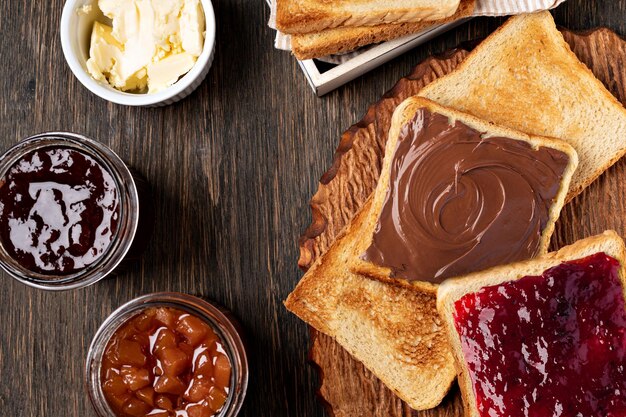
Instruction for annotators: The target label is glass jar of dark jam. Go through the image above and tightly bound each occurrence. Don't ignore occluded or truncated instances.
[0,132,139,290]
[85,292,248,417]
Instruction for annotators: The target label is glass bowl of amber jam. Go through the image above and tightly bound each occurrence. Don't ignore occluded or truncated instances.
[0,132,139,290]
[86,292,248,417]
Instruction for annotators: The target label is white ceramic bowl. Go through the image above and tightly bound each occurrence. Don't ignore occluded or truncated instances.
[61,0,215,106]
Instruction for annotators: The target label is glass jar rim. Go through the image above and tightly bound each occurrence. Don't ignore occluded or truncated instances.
[0,132,139,291]
[85,292,248,417]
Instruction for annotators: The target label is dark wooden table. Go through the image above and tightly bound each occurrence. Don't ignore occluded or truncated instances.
[0,0,626,417]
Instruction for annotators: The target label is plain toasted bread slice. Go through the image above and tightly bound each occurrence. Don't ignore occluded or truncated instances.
[419,12,626,201]
[351,96,578,289]
[285,97,576,410]
[276,0,460,34]
[285,195,455,410]
[437,231,626,417]
[291,0,476,60]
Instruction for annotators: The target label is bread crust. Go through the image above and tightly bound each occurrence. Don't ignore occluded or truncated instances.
[437,230,626,417]
[276,0,460,34]
[291,0,476,60]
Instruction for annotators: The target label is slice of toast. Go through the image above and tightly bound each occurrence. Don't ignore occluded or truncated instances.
[350,97,578,289]
[437,231,626,417]
[419,12,626,201]
[285,97,576,410]
[291,0,476,60]
[276,0,460,34]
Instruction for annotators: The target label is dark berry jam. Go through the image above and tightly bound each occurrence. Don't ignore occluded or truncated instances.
[0,147,119,275]
[454,253,626,417]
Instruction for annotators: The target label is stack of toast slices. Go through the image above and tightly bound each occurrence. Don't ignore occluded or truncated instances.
[285,12,626,415]
[276,0,475,60]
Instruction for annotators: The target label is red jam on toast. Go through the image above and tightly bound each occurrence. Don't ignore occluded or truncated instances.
[453,253,626,417]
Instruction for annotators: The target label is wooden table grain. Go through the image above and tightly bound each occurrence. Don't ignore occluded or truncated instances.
[0,0,626,417]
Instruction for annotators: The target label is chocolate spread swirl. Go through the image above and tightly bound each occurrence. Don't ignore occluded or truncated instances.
[362,109,569,283]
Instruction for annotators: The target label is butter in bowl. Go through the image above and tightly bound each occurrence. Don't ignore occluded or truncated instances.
[61,0,215,106]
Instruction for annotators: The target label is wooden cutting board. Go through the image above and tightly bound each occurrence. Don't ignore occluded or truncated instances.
[299,29,626,417]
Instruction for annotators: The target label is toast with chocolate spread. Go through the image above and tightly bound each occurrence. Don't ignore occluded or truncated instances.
[291,0,476,60]
[276,0,460,34]
[437,231,626,417]
[285,97,577,410]
[419,12,626,201]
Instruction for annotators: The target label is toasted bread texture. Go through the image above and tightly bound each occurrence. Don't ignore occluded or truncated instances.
[419,12,626,201]
[276,0,460,34]
[285,97,576,410]
[437,231,626,417]
[291,0,476,60]
[351,97,578,289]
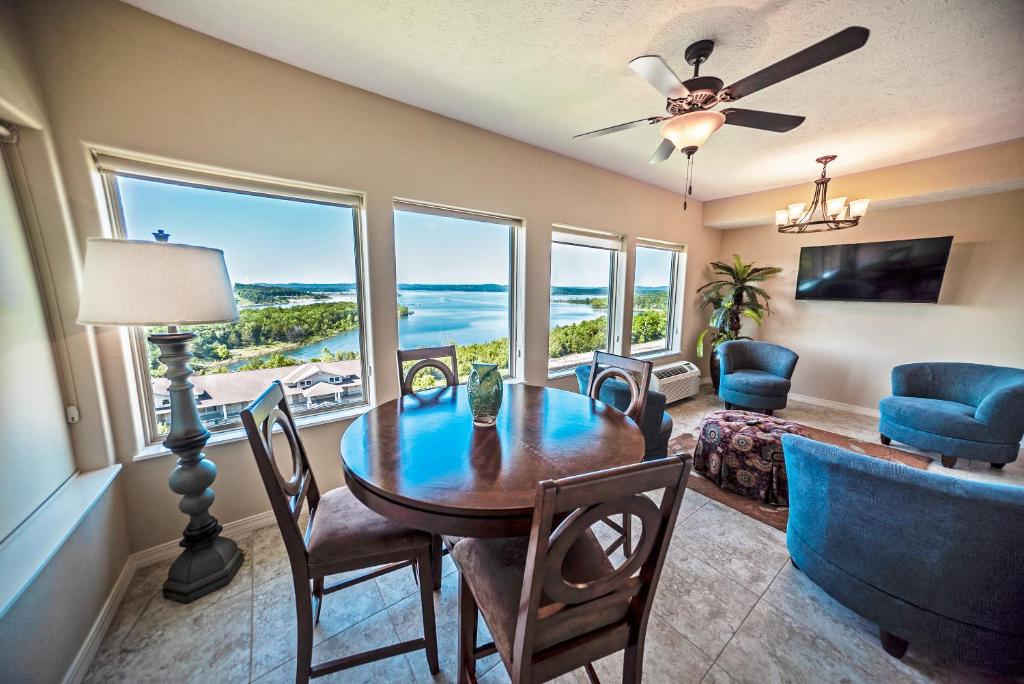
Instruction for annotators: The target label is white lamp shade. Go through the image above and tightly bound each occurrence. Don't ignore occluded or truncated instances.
[662,112,725,149]
[78,238,239,326]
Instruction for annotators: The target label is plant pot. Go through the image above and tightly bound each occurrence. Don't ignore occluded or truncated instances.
[708,348,722,394]
[466,364,504,427]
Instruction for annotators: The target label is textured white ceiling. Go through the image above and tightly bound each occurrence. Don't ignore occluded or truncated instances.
[121,0,1024,199]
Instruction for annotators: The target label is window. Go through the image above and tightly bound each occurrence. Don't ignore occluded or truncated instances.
[630,239,682,355]
[394,201,521,389]
[548,226,622,373]
[96,155,367,441]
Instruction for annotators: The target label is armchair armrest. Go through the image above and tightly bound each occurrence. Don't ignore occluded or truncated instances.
[974,382,1024,430]
[892,364,935,397]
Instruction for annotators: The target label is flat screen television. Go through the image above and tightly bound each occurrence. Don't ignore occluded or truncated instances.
[797,236,953,302]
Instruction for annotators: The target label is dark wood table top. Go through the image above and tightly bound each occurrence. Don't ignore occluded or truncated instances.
[341,384,644,537]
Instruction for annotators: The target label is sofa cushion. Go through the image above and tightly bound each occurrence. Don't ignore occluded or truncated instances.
[722,369,790,396]
[879,396,1000,442]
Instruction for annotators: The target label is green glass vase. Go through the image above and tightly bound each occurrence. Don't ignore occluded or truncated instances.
[466,364,503,427]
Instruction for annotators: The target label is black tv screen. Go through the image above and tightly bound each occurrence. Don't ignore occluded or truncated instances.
[797,236,953,302]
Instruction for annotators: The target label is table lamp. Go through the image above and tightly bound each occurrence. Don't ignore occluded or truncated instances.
[78,235,242,603]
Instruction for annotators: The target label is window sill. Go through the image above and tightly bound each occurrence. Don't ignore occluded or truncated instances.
[548,366,577,380]
[0,464,121,616]
[132,403,372,461]
[630,349,683,361]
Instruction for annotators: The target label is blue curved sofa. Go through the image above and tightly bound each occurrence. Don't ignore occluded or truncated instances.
[879,362,1024,468]
[575,364,672,461]
[782,434,1024,675]
[718,340,800,416]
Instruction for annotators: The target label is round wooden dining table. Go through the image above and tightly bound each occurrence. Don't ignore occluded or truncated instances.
[341,384,644,537]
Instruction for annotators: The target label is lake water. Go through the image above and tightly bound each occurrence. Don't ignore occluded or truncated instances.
[229,290,604,371]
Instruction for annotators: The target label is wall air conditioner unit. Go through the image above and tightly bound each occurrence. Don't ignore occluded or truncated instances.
[650,361,700,403]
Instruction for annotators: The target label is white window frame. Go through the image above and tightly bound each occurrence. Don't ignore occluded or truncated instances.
[391,198,526,381]
[91,148,375,446]
[629,238,686,358]
[545,223,626,379]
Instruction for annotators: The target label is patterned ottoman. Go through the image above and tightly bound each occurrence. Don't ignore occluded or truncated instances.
[693,411,803,506]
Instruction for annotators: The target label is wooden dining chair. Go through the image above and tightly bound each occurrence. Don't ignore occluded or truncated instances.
[452,456,690,684]
[587,351,654,556]
[398,344,459,396]
[242,380,438,682]
[397,344,459,590]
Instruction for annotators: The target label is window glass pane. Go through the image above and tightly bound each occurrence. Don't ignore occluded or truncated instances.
[394,209,515,389]
[115,176,366,434]
[548,243,614,370]
[631,247,676,354]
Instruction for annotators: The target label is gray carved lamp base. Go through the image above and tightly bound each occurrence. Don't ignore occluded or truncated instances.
[150,326,242,603]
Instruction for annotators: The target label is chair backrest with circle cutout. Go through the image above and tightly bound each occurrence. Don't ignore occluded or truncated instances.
[398,344,459,396]
[242,380,319,571]
[512,456,691,681]
[587,351,654,425]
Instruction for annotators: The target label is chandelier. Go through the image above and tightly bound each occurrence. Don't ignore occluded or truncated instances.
[775,155,870,232]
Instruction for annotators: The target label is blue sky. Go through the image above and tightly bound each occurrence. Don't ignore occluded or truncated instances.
[118,177,671,287]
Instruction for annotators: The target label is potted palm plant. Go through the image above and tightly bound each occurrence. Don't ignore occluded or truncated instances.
[697,254,782,394]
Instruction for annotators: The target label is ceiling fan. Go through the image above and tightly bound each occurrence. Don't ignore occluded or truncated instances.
[573,27,869,205]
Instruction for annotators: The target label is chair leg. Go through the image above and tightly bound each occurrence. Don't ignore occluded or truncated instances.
[623,513,633,558]
[295,578,313,684]
[416,551,440,675]
[879,629,909,659]
[313,578,324,625]
[623,640,643,684]
[430,535,444,592]
[459,573,477,684]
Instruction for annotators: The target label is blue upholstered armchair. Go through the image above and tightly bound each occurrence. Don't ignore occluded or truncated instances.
[879,364,1024,468]
[782,434,1024,675]
[575,365,672,461]
[718,340,800,416]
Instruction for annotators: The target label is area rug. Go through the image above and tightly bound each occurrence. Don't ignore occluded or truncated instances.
[669,423,932,531]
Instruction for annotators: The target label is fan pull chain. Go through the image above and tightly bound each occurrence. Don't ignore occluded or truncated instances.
[683,155,693,211]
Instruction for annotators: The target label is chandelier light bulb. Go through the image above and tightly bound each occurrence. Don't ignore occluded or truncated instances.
[662,112,725,154]
[826,198,846,218]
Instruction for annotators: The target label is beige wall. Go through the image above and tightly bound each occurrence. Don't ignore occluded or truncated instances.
[710,187,1024,409]
[0,480,128,684]
[0,0,128,682]
[14,0,721,550]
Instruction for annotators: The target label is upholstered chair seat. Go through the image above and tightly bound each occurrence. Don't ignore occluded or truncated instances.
[879,362,1024,467]
[452,530,610,661]
[306,487,431,569]
[718,340,799,415]
[575,365,672,461]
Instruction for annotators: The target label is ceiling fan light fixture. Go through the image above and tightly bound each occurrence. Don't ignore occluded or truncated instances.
[662,111,725,155]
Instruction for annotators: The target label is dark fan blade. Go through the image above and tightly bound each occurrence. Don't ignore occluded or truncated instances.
[724,27,870,100]
[722,109,804,133]
[572,117,668,139]
[630,54,689,97]
[647,138,676,164]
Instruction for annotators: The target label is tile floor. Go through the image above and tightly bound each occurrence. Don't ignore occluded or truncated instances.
[86,391,1024,684]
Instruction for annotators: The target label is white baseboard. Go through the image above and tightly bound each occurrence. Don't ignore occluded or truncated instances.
[63,511,274,684]
[790,393,880,418]
[63,556,138,684]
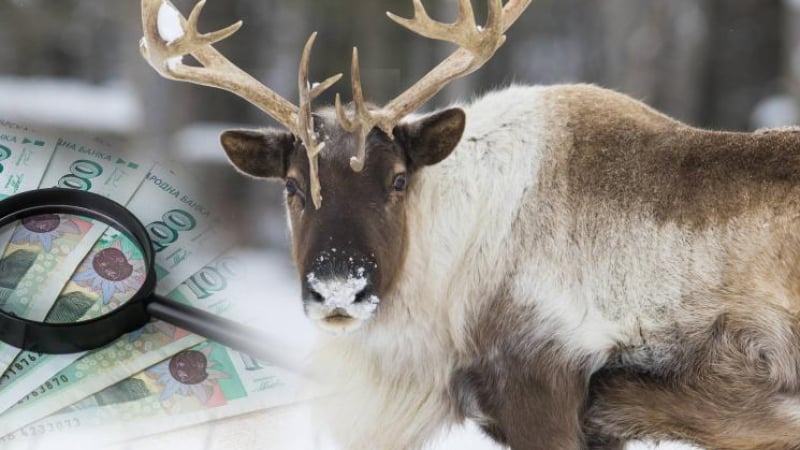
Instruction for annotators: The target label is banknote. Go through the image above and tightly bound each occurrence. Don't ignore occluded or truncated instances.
[0,138,149,371]
[0,119,56,255]
[0,341,317,448]
[0,164,228,412]
[0,254,253,436]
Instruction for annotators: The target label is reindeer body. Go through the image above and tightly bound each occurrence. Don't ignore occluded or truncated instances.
[317,86,800,450]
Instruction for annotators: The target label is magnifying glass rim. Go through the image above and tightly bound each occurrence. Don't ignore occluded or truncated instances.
[0,188,156,354]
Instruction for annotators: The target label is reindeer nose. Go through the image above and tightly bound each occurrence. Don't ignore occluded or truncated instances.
[305,273,371,307]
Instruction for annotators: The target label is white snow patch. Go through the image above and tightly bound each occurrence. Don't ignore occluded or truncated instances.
[0,77,144,134]
[306,271,367,308]
[750,95,800,129]
[157,1,184,45]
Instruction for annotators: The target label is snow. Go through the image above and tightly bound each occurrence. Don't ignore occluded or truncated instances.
[167,56,183,71]
[170,122,247,163]
[750,95,800,129]
[157,1,184,44]
[0,77,144,134]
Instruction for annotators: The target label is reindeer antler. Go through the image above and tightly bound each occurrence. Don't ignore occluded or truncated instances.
[336,0,532,172]
[140,0,342,208]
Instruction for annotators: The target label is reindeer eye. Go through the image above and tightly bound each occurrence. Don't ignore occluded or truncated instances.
[392,173,406,191]
[286,179,297,197]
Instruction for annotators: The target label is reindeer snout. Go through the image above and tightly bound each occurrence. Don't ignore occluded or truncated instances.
[303,251,379,332]
[305,273,371,306]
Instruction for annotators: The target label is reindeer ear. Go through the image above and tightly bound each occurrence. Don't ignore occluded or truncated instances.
[395,108,466,167]
[220,130,294,178]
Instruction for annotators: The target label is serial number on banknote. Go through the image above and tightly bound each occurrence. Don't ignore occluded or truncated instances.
[19,418,81,437]
[19,375,69,403]
[0,353,41,382]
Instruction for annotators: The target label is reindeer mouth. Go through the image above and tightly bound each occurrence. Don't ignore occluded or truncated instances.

◆ WRITTEN EXERCISE ◆
Return verbatim the lines of the items, beginning at the line that contains "Instruction for annotators: The target label is wooden dining" and stopping after the line that contains "[150,326,242,603]".

◆ EXERCISE RESPONSE ◆
Instruction for annotators: The target label is wooden dining chair. Go through the image above and tightly bound each occurrence. Don't ignore occluded or truncated instances.
[452,456,690,684]
[587,351,654,556]
[398,344,459,396]
[242,380,438,682]
[397,344,459,590]
Instruction for annotators: The target label is window glass pane. Go through the image above and tightly bound each occurrence. Don't ignore occluded or truncated instances.
[394,209,515,389]
[115,176,366,434]
[548,243,614,370]
[631,247,676,354]
Instruction for annotators: The target label is gray carved lamp base. Go through the image above and tightly bound each occurrence. Don't ignore occluded or truncated instances.
[150,326,242,603]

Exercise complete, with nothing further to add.